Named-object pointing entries
"""

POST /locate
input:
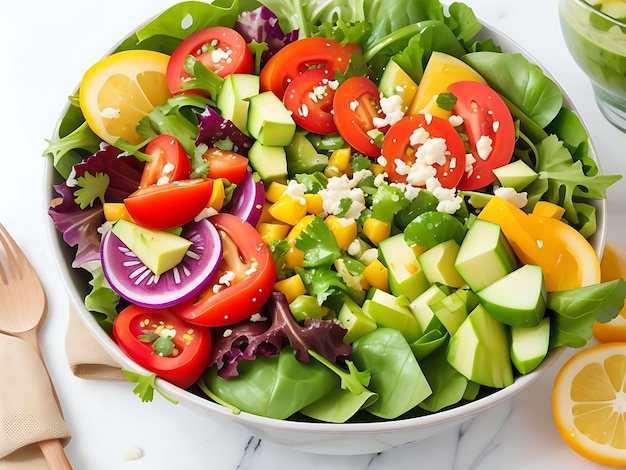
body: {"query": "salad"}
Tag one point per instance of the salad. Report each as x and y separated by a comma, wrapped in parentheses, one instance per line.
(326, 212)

"""
"""

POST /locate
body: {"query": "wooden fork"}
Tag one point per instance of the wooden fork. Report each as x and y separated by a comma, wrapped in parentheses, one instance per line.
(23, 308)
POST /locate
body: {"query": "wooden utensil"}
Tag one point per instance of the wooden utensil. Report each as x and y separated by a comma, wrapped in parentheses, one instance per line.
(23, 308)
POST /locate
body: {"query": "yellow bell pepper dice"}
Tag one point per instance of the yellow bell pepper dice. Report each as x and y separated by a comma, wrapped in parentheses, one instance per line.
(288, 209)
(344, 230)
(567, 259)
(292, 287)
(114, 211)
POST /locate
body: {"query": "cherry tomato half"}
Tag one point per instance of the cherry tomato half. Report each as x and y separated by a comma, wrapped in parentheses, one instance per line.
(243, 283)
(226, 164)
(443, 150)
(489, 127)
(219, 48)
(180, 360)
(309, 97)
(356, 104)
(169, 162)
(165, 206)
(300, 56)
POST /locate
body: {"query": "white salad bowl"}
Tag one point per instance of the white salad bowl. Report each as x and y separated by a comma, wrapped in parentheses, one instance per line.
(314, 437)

"""
"""

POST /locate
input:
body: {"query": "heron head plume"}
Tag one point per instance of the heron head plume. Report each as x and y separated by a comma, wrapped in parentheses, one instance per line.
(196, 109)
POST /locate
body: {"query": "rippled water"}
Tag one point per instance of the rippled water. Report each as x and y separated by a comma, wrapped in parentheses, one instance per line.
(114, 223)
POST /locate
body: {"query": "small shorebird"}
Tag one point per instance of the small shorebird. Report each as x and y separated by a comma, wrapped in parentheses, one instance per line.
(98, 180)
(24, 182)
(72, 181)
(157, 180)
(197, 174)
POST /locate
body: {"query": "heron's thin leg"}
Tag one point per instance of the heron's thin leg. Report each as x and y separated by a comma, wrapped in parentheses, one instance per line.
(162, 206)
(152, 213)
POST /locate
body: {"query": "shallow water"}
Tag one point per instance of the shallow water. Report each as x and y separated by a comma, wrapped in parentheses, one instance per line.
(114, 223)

"""

◆ AIM ◆
Report every line of the records above that contains the word "dice", matching case exactly.

◆ SOLUTION FOR THIS EXERCISE ◆
body: {"query": "yellow bell pepper dice"}
Tag one point per instance of the yellow bell pepper dice. Report each as x and y separated by a comma, wrapped in parentheses, one instance per line.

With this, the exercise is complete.